** BEGIN Records for this task **
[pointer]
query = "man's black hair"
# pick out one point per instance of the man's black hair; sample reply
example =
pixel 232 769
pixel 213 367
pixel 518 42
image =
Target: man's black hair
** END Records for this task **
Directions for this task
Render each nonblank line of the material above as a row in a Markdown table with two columns, No. and Line, numbering the rows in order.

Task answer
| No. | Line |
|---|---|
| 1 | [pointer] |
| 2 | query = "man's black hair" |
| 3 | # pick out one point per instance of the man's black hair; sample reply |
| 4 | example = |
| 5 | pixel 232 769 |
| 6 | pixel 213 367 |
| 7 | pixel 518 42 |
| 8 | image = |
| 9 | Target: man's black hair |